What is needed: The line holding "Point out the tree" and all lines that follow it to the end of the data: return these exactly, and nothing more.

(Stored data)
────────

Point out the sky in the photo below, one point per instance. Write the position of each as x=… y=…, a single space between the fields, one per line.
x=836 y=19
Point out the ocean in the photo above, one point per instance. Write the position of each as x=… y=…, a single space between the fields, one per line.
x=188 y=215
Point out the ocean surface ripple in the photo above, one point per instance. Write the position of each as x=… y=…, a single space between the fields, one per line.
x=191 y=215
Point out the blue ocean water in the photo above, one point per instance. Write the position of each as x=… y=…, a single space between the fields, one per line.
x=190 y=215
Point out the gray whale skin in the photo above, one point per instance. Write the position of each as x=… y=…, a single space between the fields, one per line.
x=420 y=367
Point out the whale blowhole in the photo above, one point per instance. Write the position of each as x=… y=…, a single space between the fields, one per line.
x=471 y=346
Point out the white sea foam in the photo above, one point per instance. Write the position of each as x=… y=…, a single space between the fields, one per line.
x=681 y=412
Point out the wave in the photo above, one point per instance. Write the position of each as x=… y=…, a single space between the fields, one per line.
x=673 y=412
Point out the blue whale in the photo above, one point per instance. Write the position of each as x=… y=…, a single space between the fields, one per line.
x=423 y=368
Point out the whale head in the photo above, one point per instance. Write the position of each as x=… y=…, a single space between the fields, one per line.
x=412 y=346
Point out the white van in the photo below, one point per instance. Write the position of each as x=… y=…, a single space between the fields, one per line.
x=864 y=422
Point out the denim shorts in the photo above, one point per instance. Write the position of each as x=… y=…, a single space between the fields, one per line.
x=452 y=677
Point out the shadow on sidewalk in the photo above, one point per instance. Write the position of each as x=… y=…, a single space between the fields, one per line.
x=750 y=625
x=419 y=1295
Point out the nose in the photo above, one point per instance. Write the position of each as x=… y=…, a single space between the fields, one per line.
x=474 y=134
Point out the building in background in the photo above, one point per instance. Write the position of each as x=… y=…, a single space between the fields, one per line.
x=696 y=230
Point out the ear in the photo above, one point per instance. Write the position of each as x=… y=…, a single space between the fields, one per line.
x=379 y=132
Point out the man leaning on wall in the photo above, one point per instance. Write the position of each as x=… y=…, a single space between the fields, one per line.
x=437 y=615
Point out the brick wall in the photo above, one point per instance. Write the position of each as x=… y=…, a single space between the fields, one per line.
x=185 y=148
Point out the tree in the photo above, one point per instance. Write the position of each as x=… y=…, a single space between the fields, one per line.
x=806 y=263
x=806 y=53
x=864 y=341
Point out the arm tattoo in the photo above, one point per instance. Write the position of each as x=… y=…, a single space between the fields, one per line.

────────

Result for this exercise:
Point out the tree in the photo above, one point per instance. Write the position of each as x=… y=…, a single space between the fields, one per line.
x=806 y=263
x=806 y=53
x=864 y=341
Point out the arm tattoo in the photo above, one point per instance. Write the position of each as x=… y=…, a single space between the fields, one per line.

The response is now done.